'''
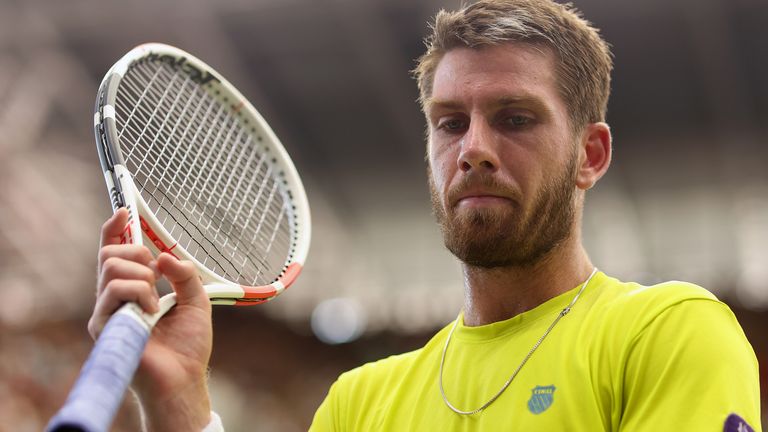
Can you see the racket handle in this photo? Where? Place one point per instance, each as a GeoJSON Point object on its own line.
{"type": "Point", "coordinates": [94, 400]}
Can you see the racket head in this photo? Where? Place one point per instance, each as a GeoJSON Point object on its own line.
{"type": "Point", "coordinates": [202, 174]}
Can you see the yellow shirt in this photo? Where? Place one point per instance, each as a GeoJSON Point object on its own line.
{"type": "Point", "coordinates": [669, 357]}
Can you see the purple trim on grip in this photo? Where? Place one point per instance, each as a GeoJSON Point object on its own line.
{"type": "Point", "coordinates": [98, 392]}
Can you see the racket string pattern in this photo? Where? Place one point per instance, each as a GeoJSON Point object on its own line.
{"type": "Point", "coordinates": [235, 219]}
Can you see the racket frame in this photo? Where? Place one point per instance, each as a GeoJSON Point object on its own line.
{"type": "Point", "coordinates": [124, 193]}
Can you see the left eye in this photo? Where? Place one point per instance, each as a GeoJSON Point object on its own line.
{"type": "Point", "coordinates": [518, 120]}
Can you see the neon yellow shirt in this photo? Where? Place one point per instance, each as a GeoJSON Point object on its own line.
{"type": "Point", "coordinates": [670, 357]}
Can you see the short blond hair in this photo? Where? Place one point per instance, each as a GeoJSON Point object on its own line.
{"type": "Point", "coordinates": [583, 58]}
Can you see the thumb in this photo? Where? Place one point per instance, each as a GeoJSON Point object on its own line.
{"type": "Point", "coordinates": [185, 281]}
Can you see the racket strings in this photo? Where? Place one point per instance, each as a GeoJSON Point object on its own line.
{"type": "Point", "coordinates": [199, 170]}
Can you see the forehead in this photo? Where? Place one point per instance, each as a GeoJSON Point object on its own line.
{"type": "Point", "coordinates": [508, 71]}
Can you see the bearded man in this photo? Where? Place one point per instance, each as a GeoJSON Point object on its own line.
{"type": "Point", "coordinates": [515, 95]}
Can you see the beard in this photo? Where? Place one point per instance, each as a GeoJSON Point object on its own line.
{"type": "Point", "coordinates": [508, 237]}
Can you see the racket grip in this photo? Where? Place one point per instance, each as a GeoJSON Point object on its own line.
{"type": "Point", "coordinates": [94, 400]}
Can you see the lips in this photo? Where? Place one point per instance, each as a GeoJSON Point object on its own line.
{"type": "Point", "coordinates": [481, 200]}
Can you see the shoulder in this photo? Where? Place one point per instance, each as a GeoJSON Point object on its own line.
{"type": "Point", "coordinates": [618, 293]}
{"type": "Point", "coordinates": [370, 375]}
{"type": "Point", "coordinates": [636, 305]}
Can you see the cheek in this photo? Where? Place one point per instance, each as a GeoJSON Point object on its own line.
{"type": "Point", "coordinates": [441, 166]}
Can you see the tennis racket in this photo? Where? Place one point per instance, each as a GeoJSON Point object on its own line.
{"type": "Point", "coordinates": [205, 179]}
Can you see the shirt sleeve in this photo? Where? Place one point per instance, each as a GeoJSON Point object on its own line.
{"type": "Point", "coordinates": [689, 369]}
{"type": "Point", "coordinates": [327, 415]}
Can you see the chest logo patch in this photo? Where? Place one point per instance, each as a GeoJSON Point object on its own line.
{"type": "Point", "coordinates": [541, 399]}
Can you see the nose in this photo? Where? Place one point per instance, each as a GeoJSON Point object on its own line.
{"type": "Point", "coordinates": [478, 149]}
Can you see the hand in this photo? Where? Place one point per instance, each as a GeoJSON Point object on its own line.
{"type": "Point", "coordinates": [171, 379]}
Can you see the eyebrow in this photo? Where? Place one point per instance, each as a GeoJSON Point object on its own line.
{"type": "Point", "coordinates": [531, 101]}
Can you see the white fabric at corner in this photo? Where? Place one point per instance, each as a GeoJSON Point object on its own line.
{"type": "Point", "coordinates": [215, 424]}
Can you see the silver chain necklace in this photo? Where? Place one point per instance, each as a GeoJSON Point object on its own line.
{"type": "Point", "coordinates": [525, 360]}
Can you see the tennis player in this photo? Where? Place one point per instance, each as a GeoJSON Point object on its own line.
{"type": "Point", "coordinates": [515, 94]}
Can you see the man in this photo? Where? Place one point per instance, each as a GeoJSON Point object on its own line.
{"type": "Point", "coordinates": [515, 95]}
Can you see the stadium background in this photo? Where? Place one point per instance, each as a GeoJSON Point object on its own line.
{"type": "Point", "coordinates": [686, 198]}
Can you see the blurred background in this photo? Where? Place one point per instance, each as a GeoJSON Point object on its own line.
{"type": "Point", "coordinates": [686, 197]}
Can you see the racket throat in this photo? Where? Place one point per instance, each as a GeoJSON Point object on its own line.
{"type": "Point", "coordinates": [155, 239]}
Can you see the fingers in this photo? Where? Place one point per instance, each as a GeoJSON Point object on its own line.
{"type": "Point", "coordinates": [113, 228]}
{"type": "Point", "coordinates": [115, 294]}
{"type": "Point", "coordinates": [136, 253]}
{"type": "Point", "coordinates": [116, 268]}
{"type": "Point", "coordinates": [184, 279]}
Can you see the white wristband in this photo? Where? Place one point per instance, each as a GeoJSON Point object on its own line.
{"type": "Point", "coordinates": [215, 424]}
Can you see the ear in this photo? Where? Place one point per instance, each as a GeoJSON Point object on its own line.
{"type": "Point", "coordinates": [594, 154]}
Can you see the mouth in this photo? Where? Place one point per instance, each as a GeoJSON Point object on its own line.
{"type": "Point", "coordinates": [478, 200]}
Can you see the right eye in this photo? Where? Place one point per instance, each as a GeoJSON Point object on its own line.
{"type": "Point", "coordinates": [451, 125]}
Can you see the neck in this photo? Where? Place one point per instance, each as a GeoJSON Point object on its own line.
{"type": "Point", "coordinates": [497, 294]}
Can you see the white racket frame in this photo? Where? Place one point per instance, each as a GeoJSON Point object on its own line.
{"type": "Point", "coordinates": [219, 289]}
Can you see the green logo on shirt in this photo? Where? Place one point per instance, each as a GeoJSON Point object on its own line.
{"type": "Point", "coordinates": [541, 398]}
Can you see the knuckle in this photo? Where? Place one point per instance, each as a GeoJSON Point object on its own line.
{"type": "Point", "coordinates": [110, 265]}
{"type": "Point", "coordinates": [94, 327]}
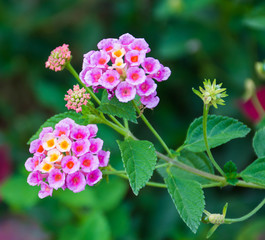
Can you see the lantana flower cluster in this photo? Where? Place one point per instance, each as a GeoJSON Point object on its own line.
{"type": "Point", "coordinates": [68, 156]}
{"type": "Point", "coordinates": [122, 68]}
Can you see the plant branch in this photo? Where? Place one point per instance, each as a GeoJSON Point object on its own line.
{"type": "Point", "coordinates": [250, 214]}
{"type": "Point", "coordinates": [205, 114]}
{"type": "Point", "coordinates": [148, 124]}
{"type": "Point", "coordinates": [74, 73]}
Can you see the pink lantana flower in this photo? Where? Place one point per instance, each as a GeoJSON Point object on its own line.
{"type": "Point", "coordinates": [59, 57]}
{"type": "Point", "coordinates": [76, 98]}
{"type": "Point", "coordinates": [95, 145]}
{"type": "Point", "coordinates": [93, 177]}
{"type": "Point", "coordinates": [147, 87]}
{"type": "Point", "coordinates": [70, 164]}
{"type": "Point", "coordinates": [125, 92]}
{"type": "Point", "coordinates": [150, 101]}
{"type": "Point", "coordinates": [89, 162]}
{"type": "Point", "coordinates": [123, 60]}
{"type": "Point", "coordinates": [34, 178]}
{"type": "Point", "coordinates": [110, 79]}
{"type": "Point", "coordinates": [76, 182]}
{"type": "Point", "coordinates": [65, 159]}
{"type": "Point", "coordinates": [45, 191]}
{"type": "Point", "coordinates": [103, 158]}
{"type": "Point", "coordinates": [56, 178]}
{"type": "Point", "coordinates": [135, 76]}
{"type": "Point", "coordinates": [80, 147]}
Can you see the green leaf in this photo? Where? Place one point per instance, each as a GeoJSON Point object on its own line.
{"type": "Point", "coordinates": [16, 192]}
{"type": "Point", "coordinates": [255, 172]}
{"type": "Point", "coordinates": [230, 171]}
{"type": "Point", "coordinates": [93, 227]}
{"type": "Point", "coordinates": [258, 143]}
{"type": "Point", "coordinates": [197, 160]}
{"type": "Point", "coordinates": [51, 122]}
{"type": "Point", "coordinates": [116, 108]}
{"type": "Point", "coordinates": [188, 198]}
{"type": "Point", "coordinates": [219, 131]}
{"type": "Point", "coordinates": [139, 159]}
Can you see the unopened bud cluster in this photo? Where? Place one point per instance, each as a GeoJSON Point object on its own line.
{"type": "Point", "coordinates": [212, 93]}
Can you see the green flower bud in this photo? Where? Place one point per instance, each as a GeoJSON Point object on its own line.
{"type": "Point", "coordinates": [212, 93]}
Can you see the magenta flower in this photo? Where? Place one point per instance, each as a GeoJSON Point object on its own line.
{"type": "Point", "coordinates": [56, 178]}
{"type": "Point", "coordinates": [76, 98]}
{"type": "Point", "coordinates": [76, 182]}
{"type": "Point", "coordinates": [32, 163]}
{"type": "Point", "coordinates": [103, 158]}
{"type": "Point", "coordinates": [135, 76]}
{"type": "Point", "coordinates": [126, 39]}
{"type": "Point", "coordinates": [70, 164]}
{"type": "Point", "coordinates": [135, 58]}
{"type": "Point", "coordinates": [80, 147]}
{"type": "Point", "coordinates": [93, 177]}
{"type": "Point", "coordinates": [45, 130]}
{"type": "Point", "coordinates": [147, 87]}
{"type": "Point", "coordinates": [34, 178]}
{"type": "Point", "coordinates": [150, 101]}
{"type": "Point", "coordinates": [36, 147]}
{"type": "Point", "coordinates": [48, 141]}
{"type": "Point", "coordinates": [110, 79]}
{"type": "Point", "coordinates": [93, 129]}
{"type": "Point", "coordinates": [59, 57]}
{"type": "Point", "coordinates": [45, 191]}
{"type": "Point", "coordinates": [107, 44]}
{"type": "Point", "coordinates": [95, 145]}
{"type": "Point", "coordinates": [80, 132]}
{"type": "Point", "coordinates": [89, 162]}
{"type": "Point", "coordinates": [62, 129]}
{"type": "Point", "coordinates": [92, 77]}
{"type": "Point", "coordinates": [162, 74]}
{"type": "Point", "coordinates": [250, 109]}
{"type": "Point", "coordinates": [140, 45]}
{"type": "Point", "coordinates": [123, 60]}
{"type": "Point", "coordinates": [60, 161]}
{"type": "Point", "coordinates": [63, 144]}
{"type": "Point", "coordinates": [151, 65]}
{"type": "Point", "coordinates": [99, 59]}
{"type": "Point", "coordinates": [125, 92]}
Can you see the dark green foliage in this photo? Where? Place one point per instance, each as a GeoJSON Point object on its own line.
{"type": "Point", "coordinates": [230, 171]}
{"type": "Point", "coordinates": [139, 159]}
{"type": "Point", "coordinates": [219, 131]}
{"type": "Point", "coordinates": [116, 108]}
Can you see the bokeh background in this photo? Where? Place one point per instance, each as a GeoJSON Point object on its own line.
{"type": "Point", "coordinates": [199, 39]}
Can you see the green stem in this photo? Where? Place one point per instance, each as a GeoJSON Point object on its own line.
{"type": "Point", "coordinates": [257, 105]}
{"type": "Point", "coordinates": [250, 214]}
{"type": "Point", "coordinates": [205, 113]}
{"type": "Point", "coordinates": [152, 130]}
{"type": "Point", "coordinates": [74, 73]}
{"type": "Point", "coordinates": [126, 125]}
{"type": "Point", "coordinates": [122, 175]}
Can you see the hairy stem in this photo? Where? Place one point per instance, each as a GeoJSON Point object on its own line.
{"type": "Point", "coordinates": [148, 124]}
{"type": "Point", "coordinates": [74, 73]}
{"type": "Point", "coordinates": [205, 114]}
{"type": "Point", "coordinates": [250, 214]}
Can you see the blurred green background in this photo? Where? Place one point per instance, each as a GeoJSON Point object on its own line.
{"type": "Point", "coordinates": [197, 39]}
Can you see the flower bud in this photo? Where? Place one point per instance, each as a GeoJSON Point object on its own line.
{"type": "Point", "coordinates": [212, 93]}
{"type": "Point", "coordinates": [76, 98]}
{"type": "Point", "coordinates": [59, 57]}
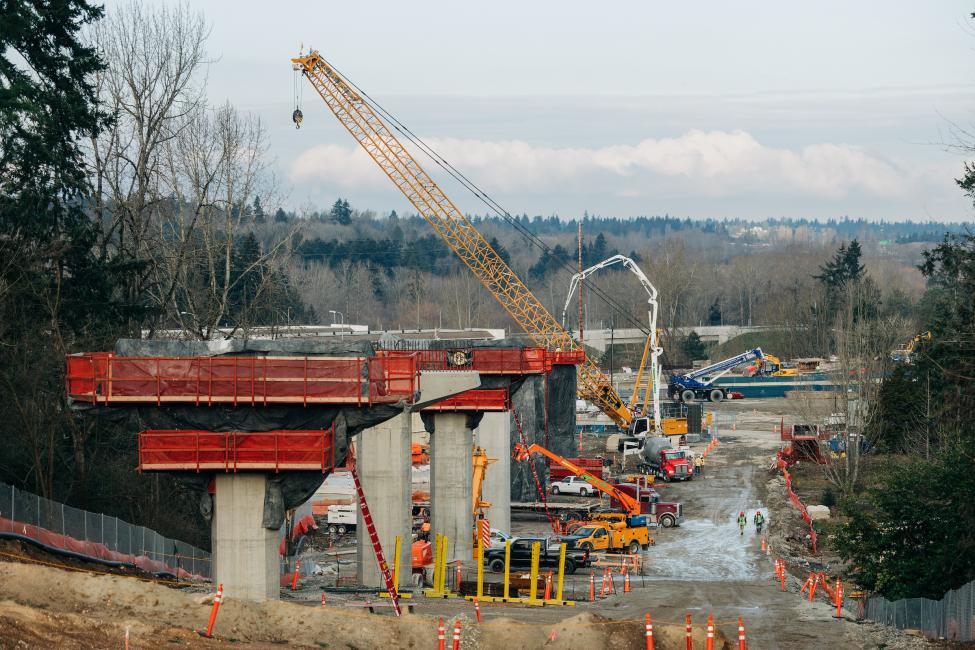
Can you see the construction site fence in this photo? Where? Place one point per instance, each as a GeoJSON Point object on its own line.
{"type": "Point", "coordinates": [93, 536]}
{"type": "Point", "coordinates": [952, 617]}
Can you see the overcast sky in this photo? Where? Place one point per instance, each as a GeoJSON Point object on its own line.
{"type": "Point", "coordinates": [752, 109]}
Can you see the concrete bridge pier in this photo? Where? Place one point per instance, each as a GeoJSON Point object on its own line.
{"type": "Point", "coordinates": [245, 554]}
{"type": "Point", "coordinates": [383, 458]}
{"type": "Point", "coordinates": [451, 444]}
{"type": "Point", "coordinates": [494, 435]}
{"type": "Point", "coordinates": [385, 468]}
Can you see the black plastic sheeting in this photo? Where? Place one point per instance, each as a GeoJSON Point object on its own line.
{"type": "Point", "coordinates": [545, 406]}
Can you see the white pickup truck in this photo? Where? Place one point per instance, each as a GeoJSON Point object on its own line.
{"type": "Point", "coordinates": [572, 485]}
{"type": "Point", "coordinates": [341, 519]}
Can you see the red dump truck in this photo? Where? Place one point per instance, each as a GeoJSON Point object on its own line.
{"type": "Point", "coordinates": [663, 513]}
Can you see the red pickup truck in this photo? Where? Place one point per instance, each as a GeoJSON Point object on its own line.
{"type": "Point", "coordinates": [664, 513]}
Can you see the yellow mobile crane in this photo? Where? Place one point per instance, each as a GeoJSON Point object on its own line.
{"type": "Point", "coordinates": [362, 120]}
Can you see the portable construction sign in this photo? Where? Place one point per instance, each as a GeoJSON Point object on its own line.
{"type": "Point", "coordinates": [376, 547]}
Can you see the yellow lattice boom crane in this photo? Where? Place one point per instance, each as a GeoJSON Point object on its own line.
{"type": "Point", "coordinates": [372, 133]}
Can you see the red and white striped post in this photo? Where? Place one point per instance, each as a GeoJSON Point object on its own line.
{"type": "Point", "coordinates": [294, 580]}
{"type": "Point", "coordinates": [217, 599]}
{"type": "Point", "coordinates": [456, 634]}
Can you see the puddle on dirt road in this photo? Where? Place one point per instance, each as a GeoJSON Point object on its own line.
{"type": "Point", "coordinates": [707, 550]}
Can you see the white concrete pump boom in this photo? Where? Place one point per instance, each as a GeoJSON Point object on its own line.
{"type": "Point", "coordinates": [652, 307]}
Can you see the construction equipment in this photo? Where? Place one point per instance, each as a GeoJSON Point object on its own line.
{"type": "Point", "coordinates": [699, 384]}
{"type": "Point", "coordinates": [361, 117]}
{"type": "Point", "coordinates": [906, 353]}
{"type": "Point", "coordinates": [651, 349]}
{"type": "Point", "coordinates": [478, 504]}
{"type": "Point", "coordinates": [771, 366]}
{"type": "Point", "coordinates": [630, 505]}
'''
Task
Output an exact copy of the lines beginning at the one that holds "Can you see the white concrete" and running through the final line of the records.

Answer box
Can you see the white concrete pump boom in this photo? Where? Place one point per instance, each as a GeoJSON Point object on its own line.
{"type": "Point", "coordinates": [652, 307]}
Can you see the construction equipment in this photo? Where? Place one point per instance, each as a GeoJSON Point object on its own line.
{"type": "Point", "coordinates": [699, 384]}
{"type": "Point", "coordinates": [361, 117]}
{"type": "Point", "coordinates": [906, 353]}
{"type": "Point", "coordinates": [651, 349]}
{"type": "Point", "coordinates": [478, 504]}
{"type": "Point", "coordinates": [771, 366]}
{"type": "Point", "coordinates": [630, 505]}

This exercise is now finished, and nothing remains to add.